-------- TEXTE DU DOCUMENT

Le créancier poursuivant disposait d’un titre exécutoire au moment des saisies, dès lors que l’ordonnance de suspension de l’arrêt civil ayant servi de fondement des saisies ne lui a été signifiée que postérieurement à l’accomplissement des saisies et à leur dénonciation.
Par conséquent, c’est à tort que le premier juge a ordonné la mainlevée de la saisie.
La saisie-attribution de créances est régulière, dès lors que l’acte de dénonciation contient une copie de l’acte de saisie, que les tiers saisis ont reçu signification de l’acte d’huissier portant saisie-attribution de créances et que la dénonciation a été faite au débiteur saisie dans le délai prévu.
ARTICLE 153 AUPSRVE ARTICLE 160 AUPSRVE ARTICLE 171 AUPSRVE ARTICLE 172 AUPSRVE ARTICLE 335 AUPSRVE Cour d’Appel d’Abidjan, 1ère Chambre civile et commerciale, Arrêt n° 393 du 31 décembre 2010, Affaire : Mme D. c/ 1. Société SHELL COTE D’IVOIRE, 2. BICICI, 3. SIB, 4. BIAO-CI, 5. CITIBANK. - Le Juris-Ohada n° 3 / 2011, Juillet – Septembre 2011, pg 42.

----------------
-------- MATÉRIEL D'EXERCICE

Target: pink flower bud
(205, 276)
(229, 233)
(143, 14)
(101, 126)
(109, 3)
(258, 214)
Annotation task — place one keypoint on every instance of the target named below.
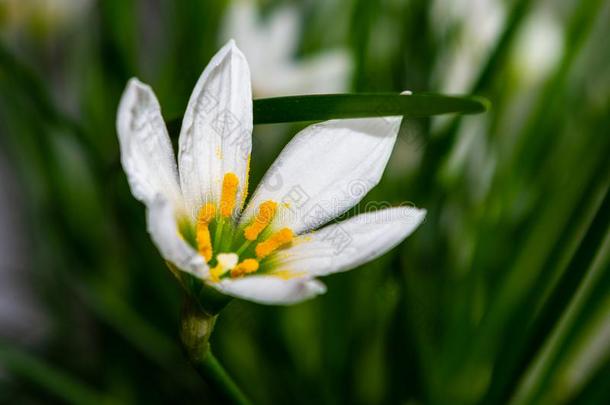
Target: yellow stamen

----------------

CONSIGNE A ▸ Remplacez « créancier poursuivant » par « créancier saisissant » dans le résumé d'arrêt, puis recopiez tout le passage depuis « Le créancier poursuivant » jusqu'à « à leur dénonciation. ».
CONSIGNE B ▸ Transformez les entrées d'annotation en une liste JSON de chaînes, une chaîne par ligne, sans les lignes vides. Laissez de côté les images.

RÉSULTAT A ▸
Le créancier saisissant disposait d’un titre exécutoire au moment des saisies, dès lors que l’ordonnance de suspension de l’arrêt civil ayant servi de fondement des saisies ne lui a été signifiée que postérieurement à l’accomplissement des saisies et à leur dénonciation.

RÉSULTAT B ▸
[
  "Target: pink flower bud",
  "(205, 276)",
  "(229, 233)",
  "(143, 14)",
  "(101, 126)",
  "(109, 3)",
  "(258, 214)",
  "Annotation task — place one keypoint on every instance of the target named below.",
  "Target: yellow stamen"
]